[start]
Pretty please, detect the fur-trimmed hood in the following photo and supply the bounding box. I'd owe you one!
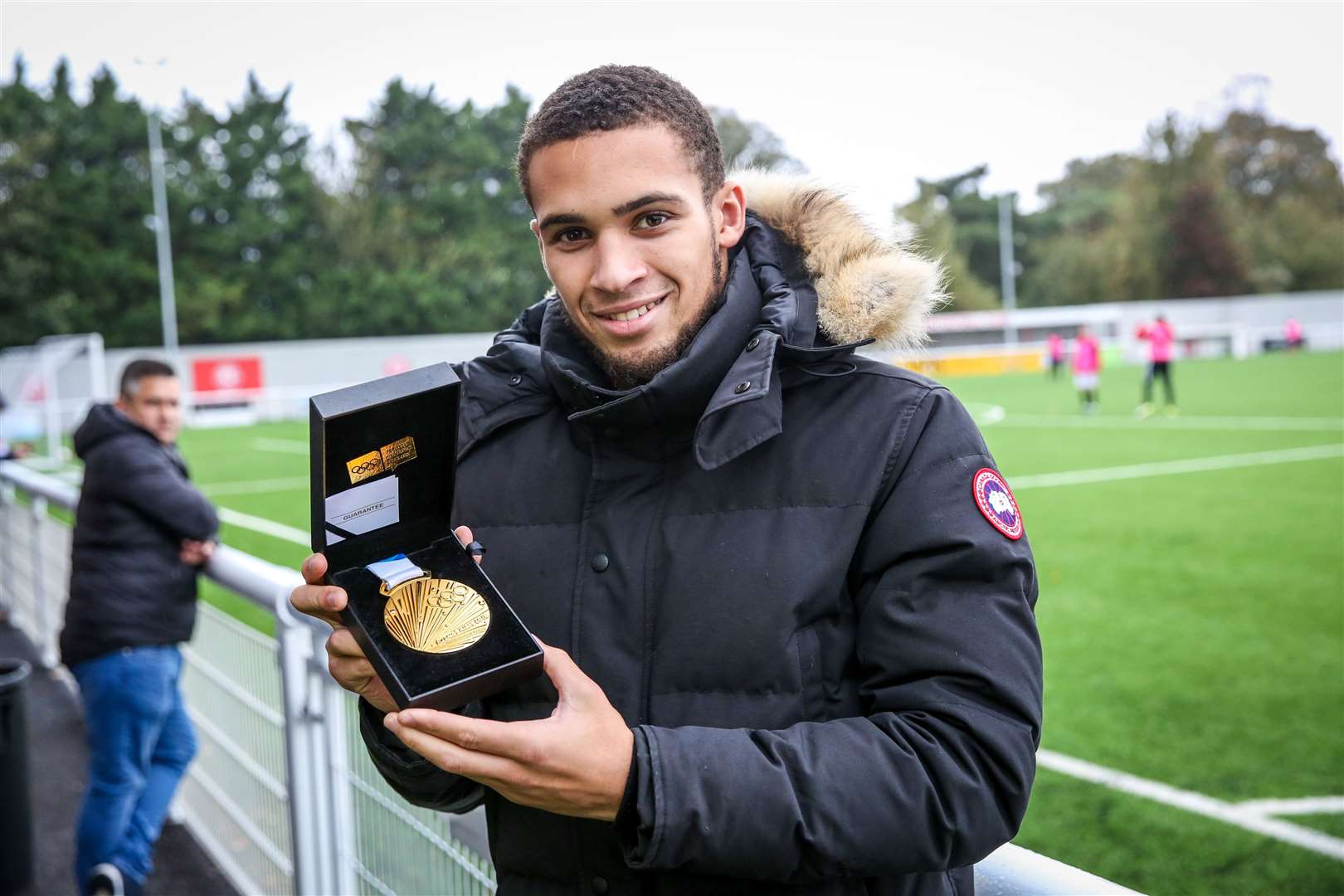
[728,169,946,348]
[461,172,943,470]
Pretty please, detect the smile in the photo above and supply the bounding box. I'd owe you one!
[598,295,667,321]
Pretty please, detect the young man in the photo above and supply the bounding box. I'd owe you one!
[1138,314,1176,416]
[292,66,1042,894]
[61,360,217,894]
[1074,326,1101,414]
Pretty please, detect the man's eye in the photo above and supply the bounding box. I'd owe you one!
[555,227,587,243]
[635,211,672,230]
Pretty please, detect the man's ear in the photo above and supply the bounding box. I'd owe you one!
[528,217,555,284]
[709,180,747,249]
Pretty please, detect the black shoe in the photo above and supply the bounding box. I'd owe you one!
[85,863,145,896]
[85,863,126,896]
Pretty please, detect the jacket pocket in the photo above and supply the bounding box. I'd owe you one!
[793,626,825,722]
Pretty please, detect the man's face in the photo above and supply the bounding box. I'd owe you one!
[528,125,746,388]
[117,376,182,445]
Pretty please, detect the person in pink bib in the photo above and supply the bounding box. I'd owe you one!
[1074,326,1101,414]
[1283,317,1303,352]
[1138,314,1176,416]
[1045,334,1064,380]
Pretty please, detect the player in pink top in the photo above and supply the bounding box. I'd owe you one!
[1074,326,1101,414]
[1045,334,1064,380]
[1138,314,1176,416]
[1283,317,1303,352]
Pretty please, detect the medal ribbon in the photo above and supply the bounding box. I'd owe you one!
[364,553,427,591]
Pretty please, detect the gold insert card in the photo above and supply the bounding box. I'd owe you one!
[379,436,416,470]
[345,436,416,485]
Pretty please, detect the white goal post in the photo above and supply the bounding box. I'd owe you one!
[0,334,108,466]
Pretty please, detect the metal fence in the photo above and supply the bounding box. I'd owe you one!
[0,460,1130,896]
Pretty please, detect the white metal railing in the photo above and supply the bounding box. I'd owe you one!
[0,460,494,896]
[0,460,1132,896]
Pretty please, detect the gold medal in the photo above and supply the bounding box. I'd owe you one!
[379,575,490,653]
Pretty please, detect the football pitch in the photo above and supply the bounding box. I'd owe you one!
[182,353,1344,894]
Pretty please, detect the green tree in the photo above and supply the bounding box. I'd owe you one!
[709,106,806,173]
[897,165,1001,310]
[165,75,336,343]
[323,80,548,334]
[0,59,160,345]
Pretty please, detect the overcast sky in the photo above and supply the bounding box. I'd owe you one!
[0,2,1344,226]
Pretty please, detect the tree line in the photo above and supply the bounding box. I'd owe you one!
[0,58,1344,347]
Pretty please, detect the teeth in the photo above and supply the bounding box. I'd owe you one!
[606,298,663,321]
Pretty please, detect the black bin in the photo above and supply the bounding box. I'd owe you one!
[0,657,32,894]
[end]
*Do this*
Quote every row above word for word, and leave the picture out of your answer.

*Result of the task*
Pretty please, detect the fur-trimmed hood in the following photo and supply the bounding box. I'd owe you one!
[728,169,946,348]
[461,172,943,470]
Pretty please, detect the smile in the photo above and supply the bounding box. I'd owe you one!
[598,295,667,321]
Pretty please, detect the young man in the photo above and supply the bounding box. I'd owe you one!
[1138,314,1176,416]
[292,66,1042,894]
[61,360,217,894]
[1074,326,1101,414]
Pretty please, detect the man's eye in the photo above and supply the bounding box. I'd owe you one!
[555,227,587,243]
[635,211,672,230]
Pretty please, detect the man's ear in the photo above and supply the bounding box. I'd owe you one!
[528,217,555,284]
[709,180,747,249]
Pretty please, detect the black shoe in the photo above and supply the bounding box. I'd owe you one!
[85,863,145,896]
[85,863,126,896]
Pretty please, detect the jacket pocket in the photo above and supply the bounding box. I'd owe you one!
[793,626,825,722]
Pretty please, detect the man's face in the photo above and supply the bounding box. I'd owe you one!
[528,125,746,388]
[117,376,182,445]
Pretty please, detect the person in pink bib in the photo above and supply the bounding box. I'd owe you one!
[1074,326,1101,414]
[1283,317,1303,352]
[1138,314,1176,416]
[1045,334,1064,380]
Pretty please, detect the player in pink top in the photo above and supply the bounding box. I'd owe you one!
[1074,326,1101,414]
[1045,334,1064,380]
[1138,314,1176,416]
[1283,317,1303,352]
Pretty please, detect the medal ribbon in the photo above and supply the bounding box. I'd owe you one!
[364,553,427,591]
Pretty please, detect the gold insert card in the photo above and supply the bounding box. I'd owe you one!
[379,436,416,470]
[345,436,416,485]
Pretty please, detect the white goal post in the photo above and supply the bounding box. I'd owe you one!
[0,334,108,466]
Pretty please, detect the metal fence in the photo above and supply the bounding box. I'd owe you one!
[0,460,1130,896]
Pretty please, detect the white metal railing in the photo above and supply the bounding box. I'd owe you one!
[0,460,494,896]
[0,460,1132,896]
Pretty please, detect the gold medal in the photo above and supply the bounding box. I'd owe you one!
[379,575,490,653]
Pretty please, detect the football pitch in the photo above and supply the bounding box. I'd owe you one!
[182,353,1344,894]
Pretty please, detect the green tree in the photo above and supply the bounding box. I'd owe you one!
[709,106,806,173]
[897,165,1001,310]
[165,75,336,343]
[323,80,548,334]
[0,59,160,345]
Pretty please, detect the overcast sky in the photo above and supply the bounding box. I'd owe you one!
[0,2,1344,226]
Pretty please, detect the tree line in the photo above and supply the bounding box. I'd owe you one!
[0,58,1344,347]
Pretty please, detect the teeth in the photo above and supply the bounding box. I'd owe you one!
[606,298,663,321]
Pretty please, detect the black bin in the photo above and supply the bounding box. I'd owe you one!
[0,657,32,894]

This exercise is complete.